:: Material shown
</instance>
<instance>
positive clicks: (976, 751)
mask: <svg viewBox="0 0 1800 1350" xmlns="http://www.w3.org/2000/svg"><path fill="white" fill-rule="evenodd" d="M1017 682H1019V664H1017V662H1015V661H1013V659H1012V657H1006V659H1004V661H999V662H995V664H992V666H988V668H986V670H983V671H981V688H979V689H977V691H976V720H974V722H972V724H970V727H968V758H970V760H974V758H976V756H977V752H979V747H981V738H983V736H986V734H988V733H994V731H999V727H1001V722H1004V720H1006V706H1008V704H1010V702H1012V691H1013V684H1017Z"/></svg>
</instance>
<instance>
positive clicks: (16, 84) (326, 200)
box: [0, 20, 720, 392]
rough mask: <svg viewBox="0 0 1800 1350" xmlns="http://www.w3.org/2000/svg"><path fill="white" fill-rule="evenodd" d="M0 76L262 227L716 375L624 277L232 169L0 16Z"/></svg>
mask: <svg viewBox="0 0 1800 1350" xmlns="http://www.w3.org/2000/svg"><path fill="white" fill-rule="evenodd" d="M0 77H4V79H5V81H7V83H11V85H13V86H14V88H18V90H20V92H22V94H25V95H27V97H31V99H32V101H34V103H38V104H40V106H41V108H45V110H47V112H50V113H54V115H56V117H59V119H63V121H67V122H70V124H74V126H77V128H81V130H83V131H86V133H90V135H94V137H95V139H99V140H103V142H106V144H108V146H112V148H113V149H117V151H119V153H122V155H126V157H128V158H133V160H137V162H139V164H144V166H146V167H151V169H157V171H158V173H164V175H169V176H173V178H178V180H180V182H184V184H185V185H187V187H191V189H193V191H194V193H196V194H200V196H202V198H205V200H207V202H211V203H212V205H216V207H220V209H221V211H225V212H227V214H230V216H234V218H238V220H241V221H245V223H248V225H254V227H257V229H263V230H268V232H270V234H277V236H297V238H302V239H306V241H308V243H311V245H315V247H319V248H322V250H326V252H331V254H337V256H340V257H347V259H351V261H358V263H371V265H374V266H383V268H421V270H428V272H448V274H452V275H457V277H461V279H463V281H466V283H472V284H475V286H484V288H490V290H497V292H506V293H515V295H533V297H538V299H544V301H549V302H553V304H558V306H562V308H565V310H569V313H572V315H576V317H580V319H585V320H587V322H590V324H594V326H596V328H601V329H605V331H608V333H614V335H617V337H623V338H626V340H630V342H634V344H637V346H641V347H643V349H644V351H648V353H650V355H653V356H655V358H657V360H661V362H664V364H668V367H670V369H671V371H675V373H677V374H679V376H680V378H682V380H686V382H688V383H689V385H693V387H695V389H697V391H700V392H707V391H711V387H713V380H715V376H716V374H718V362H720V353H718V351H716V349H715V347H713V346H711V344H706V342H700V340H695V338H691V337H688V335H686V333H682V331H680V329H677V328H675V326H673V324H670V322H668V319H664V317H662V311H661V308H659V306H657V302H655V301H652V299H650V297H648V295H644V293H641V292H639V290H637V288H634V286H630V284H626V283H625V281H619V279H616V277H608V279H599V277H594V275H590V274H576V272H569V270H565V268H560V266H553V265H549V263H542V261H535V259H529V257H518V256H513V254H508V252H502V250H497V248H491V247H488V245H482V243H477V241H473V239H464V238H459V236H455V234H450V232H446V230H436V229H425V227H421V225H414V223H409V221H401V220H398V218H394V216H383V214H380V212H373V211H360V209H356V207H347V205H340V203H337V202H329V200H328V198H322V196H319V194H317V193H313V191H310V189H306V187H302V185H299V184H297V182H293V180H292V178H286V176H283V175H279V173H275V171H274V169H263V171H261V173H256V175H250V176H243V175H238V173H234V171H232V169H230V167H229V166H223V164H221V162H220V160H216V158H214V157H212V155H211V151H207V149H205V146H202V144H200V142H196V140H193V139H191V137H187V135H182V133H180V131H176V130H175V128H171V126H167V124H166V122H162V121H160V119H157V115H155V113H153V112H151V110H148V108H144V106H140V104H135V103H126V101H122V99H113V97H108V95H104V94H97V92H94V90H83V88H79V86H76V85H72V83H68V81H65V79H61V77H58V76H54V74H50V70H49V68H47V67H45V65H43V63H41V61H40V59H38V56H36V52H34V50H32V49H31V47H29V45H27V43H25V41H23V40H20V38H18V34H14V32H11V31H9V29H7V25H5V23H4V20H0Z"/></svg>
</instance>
::::
• [Exercise goal]:
When the word "positive" shows up in a line of the entries, report that line.

• [Written reply]:
positive clicks: (976, 751)
positive clicks: (16, 84) (326, 200)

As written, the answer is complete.